### EXERCISE
Please rewrite the items below as a numbered list, starting with the line that contains "black leather shoe." and going through the end of the items, both included. Leave out any blank lines.

-- start EXERCISE DATA --

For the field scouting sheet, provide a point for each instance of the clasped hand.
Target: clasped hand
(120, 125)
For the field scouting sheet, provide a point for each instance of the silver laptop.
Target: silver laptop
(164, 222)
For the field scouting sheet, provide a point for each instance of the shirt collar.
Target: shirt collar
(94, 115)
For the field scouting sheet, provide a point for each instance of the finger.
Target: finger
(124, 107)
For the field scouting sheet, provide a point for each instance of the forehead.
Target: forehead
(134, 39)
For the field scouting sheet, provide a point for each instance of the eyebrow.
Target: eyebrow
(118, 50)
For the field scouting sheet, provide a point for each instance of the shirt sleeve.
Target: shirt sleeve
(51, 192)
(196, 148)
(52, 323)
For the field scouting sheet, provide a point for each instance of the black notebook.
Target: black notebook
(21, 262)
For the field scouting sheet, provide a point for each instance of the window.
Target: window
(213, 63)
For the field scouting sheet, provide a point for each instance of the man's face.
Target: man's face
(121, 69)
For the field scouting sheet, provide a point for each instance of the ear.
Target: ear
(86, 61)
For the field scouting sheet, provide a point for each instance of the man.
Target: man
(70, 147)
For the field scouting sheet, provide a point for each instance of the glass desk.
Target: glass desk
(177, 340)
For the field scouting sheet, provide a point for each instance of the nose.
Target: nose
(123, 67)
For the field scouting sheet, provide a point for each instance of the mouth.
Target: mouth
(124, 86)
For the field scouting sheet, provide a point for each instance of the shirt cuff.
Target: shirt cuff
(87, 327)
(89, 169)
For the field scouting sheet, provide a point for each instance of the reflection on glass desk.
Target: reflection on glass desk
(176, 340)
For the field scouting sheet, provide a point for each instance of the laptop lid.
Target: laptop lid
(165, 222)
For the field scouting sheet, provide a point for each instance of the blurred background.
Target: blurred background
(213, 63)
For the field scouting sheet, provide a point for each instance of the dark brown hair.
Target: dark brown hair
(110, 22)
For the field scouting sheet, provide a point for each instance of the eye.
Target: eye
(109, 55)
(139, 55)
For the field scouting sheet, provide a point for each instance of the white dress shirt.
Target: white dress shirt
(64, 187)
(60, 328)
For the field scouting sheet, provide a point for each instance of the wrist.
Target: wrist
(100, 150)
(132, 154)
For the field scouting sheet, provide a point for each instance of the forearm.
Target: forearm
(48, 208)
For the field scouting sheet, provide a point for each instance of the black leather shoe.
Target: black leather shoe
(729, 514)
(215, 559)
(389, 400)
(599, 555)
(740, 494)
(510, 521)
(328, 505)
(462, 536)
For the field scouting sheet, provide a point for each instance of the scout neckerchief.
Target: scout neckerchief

-- end EXERCISE DATA --

### OUTPUT OF THE EXERCISE
1. For the field scouting sheet, provide a point for each instance of the black leather shoe.
2. Target: black leather shoe
3. (729, 514)
4. (215, 559)
5. (389, 400)
6. (599, 555)
7. (740, 494)
8. (510, 521)
9. (328, 505)
10. (462, 536)
11. For the field scouting sheet, provide a point for each instance of the scout neckerchief.
12. Target: scout neckerchief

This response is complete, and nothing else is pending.